§ **Requirement**
Copy out the entries below exactly, character for character, but leave out the pictures.

—————

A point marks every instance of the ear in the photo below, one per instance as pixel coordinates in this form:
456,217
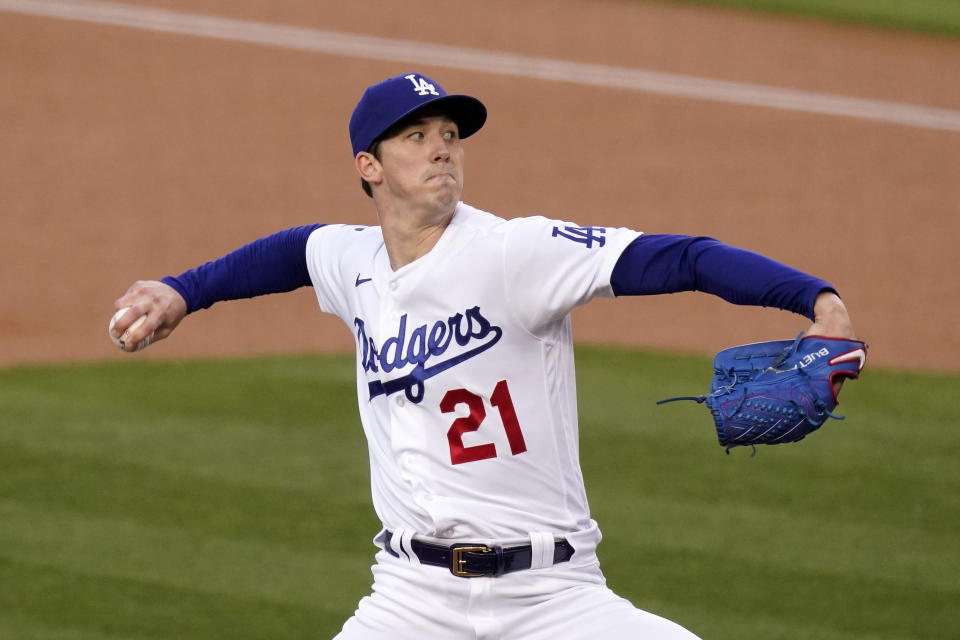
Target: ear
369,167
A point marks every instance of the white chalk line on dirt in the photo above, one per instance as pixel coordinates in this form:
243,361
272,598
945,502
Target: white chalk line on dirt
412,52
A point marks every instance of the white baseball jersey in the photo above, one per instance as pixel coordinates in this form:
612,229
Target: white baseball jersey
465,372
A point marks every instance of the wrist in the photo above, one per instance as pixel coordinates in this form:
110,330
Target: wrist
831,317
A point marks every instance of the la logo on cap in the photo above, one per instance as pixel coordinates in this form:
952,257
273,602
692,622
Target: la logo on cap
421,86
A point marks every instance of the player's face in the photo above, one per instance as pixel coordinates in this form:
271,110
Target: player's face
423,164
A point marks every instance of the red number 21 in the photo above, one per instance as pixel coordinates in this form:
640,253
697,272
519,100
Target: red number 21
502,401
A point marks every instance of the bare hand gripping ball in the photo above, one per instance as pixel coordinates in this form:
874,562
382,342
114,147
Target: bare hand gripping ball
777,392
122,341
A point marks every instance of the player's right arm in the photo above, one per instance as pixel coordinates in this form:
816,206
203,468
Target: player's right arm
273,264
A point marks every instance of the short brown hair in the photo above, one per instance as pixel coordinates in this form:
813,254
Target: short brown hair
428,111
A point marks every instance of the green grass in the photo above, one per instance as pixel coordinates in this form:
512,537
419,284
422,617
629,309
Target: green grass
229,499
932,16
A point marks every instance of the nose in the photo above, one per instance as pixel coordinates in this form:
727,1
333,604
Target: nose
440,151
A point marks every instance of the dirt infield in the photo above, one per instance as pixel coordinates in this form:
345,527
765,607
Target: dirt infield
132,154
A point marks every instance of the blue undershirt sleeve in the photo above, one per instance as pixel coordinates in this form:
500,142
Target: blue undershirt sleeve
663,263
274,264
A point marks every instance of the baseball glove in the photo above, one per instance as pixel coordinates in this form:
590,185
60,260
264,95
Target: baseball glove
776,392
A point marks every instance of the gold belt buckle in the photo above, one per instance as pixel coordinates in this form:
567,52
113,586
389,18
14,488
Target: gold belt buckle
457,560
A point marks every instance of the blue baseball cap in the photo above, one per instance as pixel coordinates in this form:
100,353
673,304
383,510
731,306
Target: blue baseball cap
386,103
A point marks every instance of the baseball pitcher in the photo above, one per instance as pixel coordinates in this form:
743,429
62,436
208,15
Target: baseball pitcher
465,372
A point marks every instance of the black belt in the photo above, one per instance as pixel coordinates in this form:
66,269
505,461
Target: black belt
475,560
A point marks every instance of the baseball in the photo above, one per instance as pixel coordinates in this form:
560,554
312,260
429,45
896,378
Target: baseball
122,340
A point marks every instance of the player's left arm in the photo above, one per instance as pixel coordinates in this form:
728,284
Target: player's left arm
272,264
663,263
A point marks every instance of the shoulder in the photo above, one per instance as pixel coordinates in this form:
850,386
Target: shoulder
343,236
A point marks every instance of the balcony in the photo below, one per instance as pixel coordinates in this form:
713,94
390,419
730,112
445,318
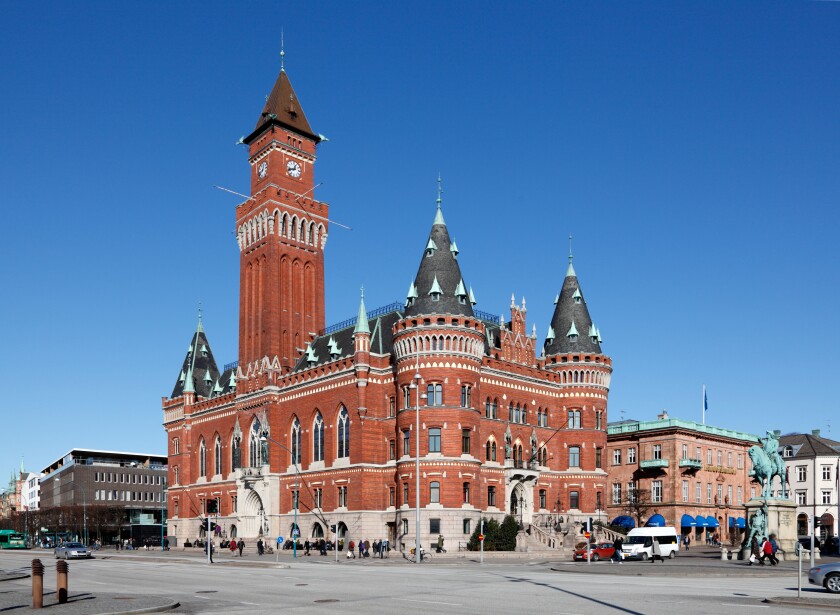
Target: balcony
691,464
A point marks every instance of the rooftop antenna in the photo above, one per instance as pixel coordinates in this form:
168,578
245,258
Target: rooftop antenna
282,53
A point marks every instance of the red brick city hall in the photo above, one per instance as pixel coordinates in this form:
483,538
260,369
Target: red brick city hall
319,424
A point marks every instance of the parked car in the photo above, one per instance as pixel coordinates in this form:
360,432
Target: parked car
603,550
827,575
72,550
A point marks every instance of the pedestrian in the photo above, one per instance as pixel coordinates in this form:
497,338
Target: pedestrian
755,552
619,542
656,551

—————

§ **Task response**
A point marks every instance of the ear in the photo below, one per instance as pixel coordinates in this form:
456,217
Target: ear
369,167
A point marks every instance of the white chalk line on dirt in the photo above, one per instance as pixel coordinates in this form:
243,361
272,598
945,502
Target: white chalk line on dirt
412,52
A point marks every instance of the white baseball jersey in the photo above, one per instance as pixel coordinates in this form:
612,229
Target: white baseball jersey
465,372
A point marks every instance of the wrist in the photo above, one per instance as pixel coordinates in this form:
110,330
Target: wrist
831,317
A point marks every instance of the la logo on cap in the photo above, one per instance as pixel coordinates in this form:
952,257
273,602
692,622
Target: la logo on cap
421,86
A point marks every instance of the player's face in the photo above, one per instance as pixel coordinates in this form:
271,110
Target: player's face
423,164
A point marks every instance of the red number 21 in the photo above, one per instance as pixel coordinates in this form:
640,253
697,272
519,100
Target: red number 21
502,401
A point marks every instance of the bare hand gripping ball in the photo above, one per instance as pixel coordinates in this form:
874,562
382,342
114,147
Target: bare hand gripping ball
777,392
122,341
A point marks every instance of the player's right arm in the photo above, one per instance as pixel coordinates in this form:
816,206
203,468
Target: player's right arm
273,264
A point marks every instance of the short brown hair in the photo above, one per instance as pixel coordinates in this form:
813,254
Target: short brown hair
428,111
A point marks every instance of the green grass in the photo above, one per instance as pixel coordinates in this form:
512,537
419,284
422,617
629,309
Target: green grass
229,499
932,16
A point marks every instance of the nose in the photo above, one per instance as pixel coordinates in this form:
727,1
333,604
Target: nose
440,151
A point marks every instance of the dirt infield in the photo above, one per instance as pixel coordinates in this form:
345,527
765,607
Target: dirt infield
132,154
A point marks every instance of the blue undershirt sleeve in the photo above, one per instance as pixel coordinates in this form:
500,142
Target: blue undershirt sleeve
663,263
274,264
A point marks every instance of the baseball glove in the photo above, one per instance as pixel coordinates in this form:
590,185
60,260
264,95
Target: baseball glove
776,392
A point marks every instance of the gold belt buckle in the photo above, one per instance as pixel coordinates in this form:
567,52
113,586
389,18
14,488
Target: gold belt buckle
457,560
A point marks every instance of the blue baseball cap in the photo above, one per instance as pixel coordinates in this form:
100,353
673,304
383,510
731,306
Target: blue baseball cap
386,103
A point marks every instance of the baseball pitcher in the photo above, one per instance as pixel coordinates in this form:
743,429
62,436
208,15
Target: baseball pitcher
465,372
A point marks every instance of the black belt in the photo above, one per instance as pixel coordinates in this form:
66,269
505,461
Target: black belt
475,560
A point marks every instance of the baseball in the photo above, one per instance as pixel coordinates in this form:
560,554
312,260
429,45
896,378
Target: baseball
122,340
A point marks every instance of the player's left arm in the photo above, one per instance as pixel coordinates in this form:
728,284
Target: player's left arm
272,264
663,263
A point marks every instance of the shoulder in the photo above, one per instance as pixel coordinates in this form:
850,386
Target: shoulder
343,236
A point marks every instance of the balcony in the photo below, one per instance as pixel coordinates in this form:
713,94
390,419
730,112
445,318
Target: balcony
691,464
A point marks every instance of the rooftop antenna in the photo above, one per instance as pixel coordinates in this form:
168,578
245,258
Target: rooftop antenna
282,53
A point marks every instance of the red brick city hall in the photo above, one per instance as pixel coordinates in this form:
483,538
260,369
Target: red brick city hall
319,424
A point marks every instance of the parked car in the photo above, one per instance as pixel coordinates in this form:
360,432
Target: parked car
603,550
827,575
72,550
A point marks every instance of the pedestrian in the photo above, one per instance as pixel coordinates in this form:
497,338
Target: pedestrian
755,552
619,542
656,551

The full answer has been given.